Texto de estudio |
------
La reforma no puede pasar por alto la responsabilidad de la Corte Suprema

Decir que asistimos a un debate sobre la reforma constitucional del sistema de justicia es un exceso verbal. No hay tal debate ni tampoco se discuten los problemas centrales de la justicia en el país.

La reforma constitucional exige legitimidad en quienes tienen la responsabilidad de llevarla adelante, pero eso es algo que se extraña en el actual parlamento. Su capacidad para representar los intereses ciudadanos se perdió velozmente, luego de su elección. Entonces, cómo aceptar que sus decisiones sobre esta materia fundamental, sean correctas. Con interlocutores ajenos al problema, pero tampoco interesados en acercarse a él, hasta se podría decir que estamos frente a un falso debate.
------
Extractos de registros |

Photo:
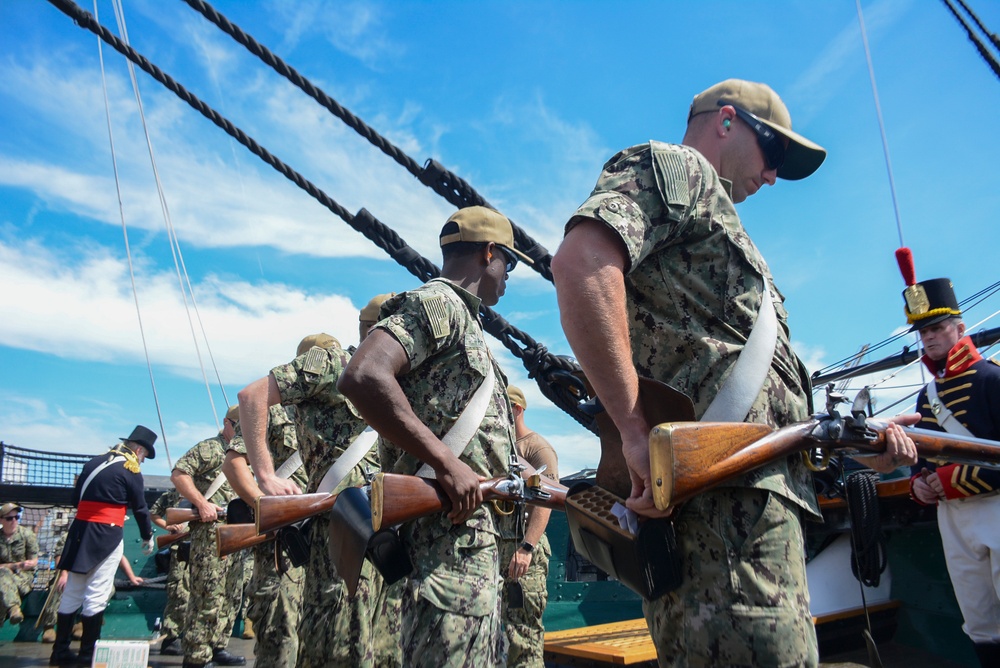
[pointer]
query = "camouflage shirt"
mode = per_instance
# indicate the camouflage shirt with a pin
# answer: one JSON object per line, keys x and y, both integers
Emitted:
{"x": 326, "y": 422}
{"x": 203, "y": 463}
{"x": 438, "y": 326}
{"x": 694, "y": 286}
{"x": 282, "y": 442}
------
Explorar el material |
A – Responde estas preguntas según el texto sobre la reforma judicial:
(i) ¿Cómo califica el autor el hecho de decir que asistimos a un debate sobre la reforma constitucional del sistema de justicia?
(ii) ¿Qué exige la reforma constitucional en quienes tienen la responsabilidad de llevarla adelante?
(iii) ¿Cuándo perdió el parlamento su capacidad para representar los intereses ciudadanos?
B – Prosigue el texto sobre la reforma judicial a partir de su última oración.
Los registros no cumplen ningún papel en este ejercicio.

Respuestas numeradas |
A –
(i) Lo califica de exceso verbal.
(ii) Exige legitimidad.
(iii) La perdió velozmente, luego de su elección.

B –
Y los problemas de la justicia no se reducen al Consejo Nacional de la Magistratura ni lejanamente. Este es un síntoma o, en el mejor de los casos, una de las aristas del problema de fondo, que nunca sobra reiterar, está en la cultura de los jueces y fiscales. La corrupción que no nació ayer ni en la década de los noventa se entremezcla con el formalismo que viene desde los orígenes de la república. A esto se agrega la incompetencia producto del formalismo, como tal, y la pésima formación jurídica y humanística. El resultado se parece algo a lo ocurrido con la fiscal (aquella para quien las técnicas de reproducción asistida son pecado) y la jueza que tuvieron en sus manos el caso de la pareja chilena injustamente encarcelada.

La reforma no puede pasar por alto la responsabilidad de la Corte Suprema. Su ausencia de compromiso para corregir los errores que se pudieron corregir, comenzando con los de su propio despacho. Una Corte donde pueden llegar hasta multas de tránsito, con una carga procesal que la sobrepasa y que, por ello, ha creado salas que llevan como nombre “transitorias”, pero que en la realidad son permanentes. Esta responsabilidad está asociada a un factor cultural, donde el formalismo sirve para recubrir la sobrevivencia de los propios magistrados, por encima de todo. Cómo es posible que una reforma judicial no se pregunte, explore y ofrezca soluciones a este gran problema.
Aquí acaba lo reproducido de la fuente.